GIVEN DATA:
━━━━

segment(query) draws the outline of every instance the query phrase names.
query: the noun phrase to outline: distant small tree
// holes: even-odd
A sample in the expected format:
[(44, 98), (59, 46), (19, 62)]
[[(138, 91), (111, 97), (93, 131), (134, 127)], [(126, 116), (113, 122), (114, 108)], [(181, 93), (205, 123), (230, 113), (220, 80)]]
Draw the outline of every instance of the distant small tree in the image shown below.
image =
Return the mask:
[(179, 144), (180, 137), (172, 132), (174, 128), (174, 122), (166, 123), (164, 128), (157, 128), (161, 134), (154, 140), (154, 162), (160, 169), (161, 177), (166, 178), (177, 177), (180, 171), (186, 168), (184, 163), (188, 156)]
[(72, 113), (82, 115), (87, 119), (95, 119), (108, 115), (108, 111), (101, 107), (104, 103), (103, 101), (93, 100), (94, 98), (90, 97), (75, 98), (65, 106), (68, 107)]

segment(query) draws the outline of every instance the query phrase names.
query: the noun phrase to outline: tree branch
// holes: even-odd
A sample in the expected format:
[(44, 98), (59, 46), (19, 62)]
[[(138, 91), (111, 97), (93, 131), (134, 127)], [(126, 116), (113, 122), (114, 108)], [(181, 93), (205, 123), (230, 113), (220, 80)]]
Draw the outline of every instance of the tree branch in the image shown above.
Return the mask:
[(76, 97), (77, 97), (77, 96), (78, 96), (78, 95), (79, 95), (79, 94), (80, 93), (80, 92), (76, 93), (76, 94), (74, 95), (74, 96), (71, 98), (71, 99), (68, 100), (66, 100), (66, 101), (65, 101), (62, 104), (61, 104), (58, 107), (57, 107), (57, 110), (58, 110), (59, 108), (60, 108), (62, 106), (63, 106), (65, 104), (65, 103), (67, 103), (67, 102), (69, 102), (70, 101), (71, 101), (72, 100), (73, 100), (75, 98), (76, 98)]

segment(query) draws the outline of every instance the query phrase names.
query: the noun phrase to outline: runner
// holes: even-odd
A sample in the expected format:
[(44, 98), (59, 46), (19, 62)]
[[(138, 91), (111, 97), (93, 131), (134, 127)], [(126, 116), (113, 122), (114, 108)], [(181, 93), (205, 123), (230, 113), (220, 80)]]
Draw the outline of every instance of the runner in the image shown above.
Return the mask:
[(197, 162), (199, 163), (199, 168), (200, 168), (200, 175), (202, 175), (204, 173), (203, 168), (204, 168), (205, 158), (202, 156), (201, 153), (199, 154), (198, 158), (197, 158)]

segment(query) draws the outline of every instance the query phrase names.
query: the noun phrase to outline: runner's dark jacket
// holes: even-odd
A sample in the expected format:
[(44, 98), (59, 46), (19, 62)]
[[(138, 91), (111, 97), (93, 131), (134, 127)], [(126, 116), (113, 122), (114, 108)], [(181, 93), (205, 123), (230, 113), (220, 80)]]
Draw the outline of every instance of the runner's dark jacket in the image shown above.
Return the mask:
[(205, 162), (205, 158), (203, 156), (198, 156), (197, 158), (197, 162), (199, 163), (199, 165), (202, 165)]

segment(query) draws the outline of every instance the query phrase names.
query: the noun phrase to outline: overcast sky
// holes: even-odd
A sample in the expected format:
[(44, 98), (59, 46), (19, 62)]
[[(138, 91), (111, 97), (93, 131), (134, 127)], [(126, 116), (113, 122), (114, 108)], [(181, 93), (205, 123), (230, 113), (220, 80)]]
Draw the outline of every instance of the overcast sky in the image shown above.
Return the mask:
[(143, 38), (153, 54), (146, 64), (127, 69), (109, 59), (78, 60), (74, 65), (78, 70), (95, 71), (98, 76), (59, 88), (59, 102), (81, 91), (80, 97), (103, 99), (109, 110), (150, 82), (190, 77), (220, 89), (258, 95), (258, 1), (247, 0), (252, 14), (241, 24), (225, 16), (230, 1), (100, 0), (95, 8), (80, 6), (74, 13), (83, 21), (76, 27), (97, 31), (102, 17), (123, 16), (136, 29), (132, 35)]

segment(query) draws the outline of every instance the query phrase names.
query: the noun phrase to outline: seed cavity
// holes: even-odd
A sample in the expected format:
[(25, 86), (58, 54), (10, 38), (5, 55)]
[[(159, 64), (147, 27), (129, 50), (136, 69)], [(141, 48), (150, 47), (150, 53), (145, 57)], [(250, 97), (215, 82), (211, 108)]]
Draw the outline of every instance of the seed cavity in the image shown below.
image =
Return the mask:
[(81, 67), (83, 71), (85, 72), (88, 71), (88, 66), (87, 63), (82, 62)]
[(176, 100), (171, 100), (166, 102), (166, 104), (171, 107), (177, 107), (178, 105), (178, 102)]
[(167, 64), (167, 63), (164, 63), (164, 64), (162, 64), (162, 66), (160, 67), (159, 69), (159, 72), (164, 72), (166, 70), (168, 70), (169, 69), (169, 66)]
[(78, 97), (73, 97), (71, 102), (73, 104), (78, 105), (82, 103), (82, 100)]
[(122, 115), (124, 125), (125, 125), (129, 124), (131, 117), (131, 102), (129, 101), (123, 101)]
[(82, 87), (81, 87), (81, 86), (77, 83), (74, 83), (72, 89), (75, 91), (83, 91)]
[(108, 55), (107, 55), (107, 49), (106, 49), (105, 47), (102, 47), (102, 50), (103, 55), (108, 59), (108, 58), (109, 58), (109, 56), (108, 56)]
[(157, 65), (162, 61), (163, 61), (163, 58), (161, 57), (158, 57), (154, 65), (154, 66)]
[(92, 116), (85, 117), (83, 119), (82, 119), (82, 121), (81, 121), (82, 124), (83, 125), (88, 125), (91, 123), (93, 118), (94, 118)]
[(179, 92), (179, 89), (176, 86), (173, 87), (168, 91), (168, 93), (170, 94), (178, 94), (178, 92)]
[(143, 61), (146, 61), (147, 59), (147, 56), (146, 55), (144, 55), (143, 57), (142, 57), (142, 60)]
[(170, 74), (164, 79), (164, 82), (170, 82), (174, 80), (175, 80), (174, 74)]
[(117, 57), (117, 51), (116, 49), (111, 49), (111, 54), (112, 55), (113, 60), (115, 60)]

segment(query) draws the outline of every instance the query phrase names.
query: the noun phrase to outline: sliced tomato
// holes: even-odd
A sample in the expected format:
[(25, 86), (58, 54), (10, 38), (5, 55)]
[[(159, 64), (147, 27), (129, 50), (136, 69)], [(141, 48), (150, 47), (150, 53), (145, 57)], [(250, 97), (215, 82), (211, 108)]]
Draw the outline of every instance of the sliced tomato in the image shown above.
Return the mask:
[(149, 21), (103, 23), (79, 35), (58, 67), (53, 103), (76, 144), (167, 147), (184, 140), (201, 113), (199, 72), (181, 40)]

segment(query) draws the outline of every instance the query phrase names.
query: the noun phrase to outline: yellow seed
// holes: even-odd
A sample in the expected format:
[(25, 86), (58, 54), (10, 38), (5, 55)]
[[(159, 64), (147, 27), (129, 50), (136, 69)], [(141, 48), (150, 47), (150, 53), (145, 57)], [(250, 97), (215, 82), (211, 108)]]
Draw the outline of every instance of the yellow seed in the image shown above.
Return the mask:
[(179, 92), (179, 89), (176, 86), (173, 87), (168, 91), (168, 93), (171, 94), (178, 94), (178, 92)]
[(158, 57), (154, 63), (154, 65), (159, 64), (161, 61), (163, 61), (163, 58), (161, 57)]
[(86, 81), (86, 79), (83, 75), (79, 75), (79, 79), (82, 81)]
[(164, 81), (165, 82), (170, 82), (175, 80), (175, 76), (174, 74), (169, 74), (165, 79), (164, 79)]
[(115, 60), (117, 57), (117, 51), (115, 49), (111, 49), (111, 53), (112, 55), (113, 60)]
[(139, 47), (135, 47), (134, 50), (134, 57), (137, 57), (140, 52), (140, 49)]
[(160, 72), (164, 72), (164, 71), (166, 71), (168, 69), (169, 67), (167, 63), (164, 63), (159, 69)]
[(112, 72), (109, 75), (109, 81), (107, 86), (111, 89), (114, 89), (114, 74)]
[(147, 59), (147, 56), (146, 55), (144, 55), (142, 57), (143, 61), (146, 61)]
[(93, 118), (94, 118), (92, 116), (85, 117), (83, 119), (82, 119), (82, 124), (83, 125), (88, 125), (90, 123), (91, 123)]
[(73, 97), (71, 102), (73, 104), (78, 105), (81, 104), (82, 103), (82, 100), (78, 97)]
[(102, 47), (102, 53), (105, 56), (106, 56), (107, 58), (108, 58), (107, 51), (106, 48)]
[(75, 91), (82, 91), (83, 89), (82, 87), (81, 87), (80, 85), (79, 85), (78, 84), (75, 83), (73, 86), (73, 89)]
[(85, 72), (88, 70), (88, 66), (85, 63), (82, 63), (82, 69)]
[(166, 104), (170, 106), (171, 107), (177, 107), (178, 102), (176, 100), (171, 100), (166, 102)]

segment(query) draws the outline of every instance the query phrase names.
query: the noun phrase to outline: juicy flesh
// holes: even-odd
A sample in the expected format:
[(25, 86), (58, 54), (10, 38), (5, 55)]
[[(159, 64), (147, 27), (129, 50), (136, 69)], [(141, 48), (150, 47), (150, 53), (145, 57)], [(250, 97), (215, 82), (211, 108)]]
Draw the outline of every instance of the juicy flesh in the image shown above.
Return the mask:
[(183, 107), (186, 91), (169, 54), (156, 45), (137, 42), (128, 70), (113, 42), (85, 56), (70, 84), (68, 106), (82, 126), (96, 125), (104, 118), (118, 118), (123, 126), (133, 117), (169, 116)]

━━━━

TASK PROMPT: Reproduce the data above, starting with its first line and going on through the line containing "98), (76, 98)]", both included. Add 95 to every coordinate in the answers, and leave all other lines, including the requests and their format samples, unchanged.

THE OUTPUT:
segment(query) draws the outline of every instance the query phrase names.
query: the noun phrase to outline: distant small tree
// holes: even-odd
A sample in the expected format:
[(44, 98), (59, 46), (19, 62)]
[[(138, 91), (111, 97), (93, 131), (134, 127)], [(126, 116), (113, 122), (114, 108)], [(181, 93), (205, 123), (230, 113), (220, 80)]]
Draw the outline of every instance of the distant small tree in the image shown below.
image =
Return the mask:
[(274, 239), (275, 232), (267, 227), (269, 223), (269, 217), (261, 218), (259, 223), (252, 223), (256, 229), (249, 235), (249, 257), (255, 264), (256, 272), (261, 273), (272, 272), (275, 266), (281, 263), (279, 258), (283, 251)]
[(167, 208), (177, 210), (182, 214), (190, 214), (203, 210), (203, 206), (196, 202), (199, 198), (198, 196), (188, 195), (189, 193), (185, 192), (170, 193), (160, 201), (163, 202)]

segment(query) draws the outline of every instance the query phrase names.
query: the noun phrase to outline: tree branch
// holes: even-odd
A sample in the expected format:
[(44, 98), (59, 46), (19, 62)]
[[(138, 91), (111, 97), (93, 131), (134, 127)], [(126, 116), (113, 122), (114, 108)], [(181, 93), (205, 123), (230, 113), (220, 80)]]
Draw the outline of every instance of the tree branch in the image shown above.
Return the mask:
[(171, 192), (172, 192), (172, 191), (173, 191), (173, 190), (174, 190), (174, 189), (175, 188), (175, 187), (171, 188), (171, 189), (169, 190), (169, 191), (166, 193), (166, 194), (163, 195), (161, 195), (161, 196), (160, 196), (157, 199), (156, 199), (153, 202), (152, 202), (152, 205), (153, 205), (154, 203), (155, 203), (157, 201), (158, 201), (160, 199), (160, 198), (162, 198), (162, 197), (164, 197), (165, 196), (166, 196), (167, 195), (168, 195), (170, 193), (171, 193)]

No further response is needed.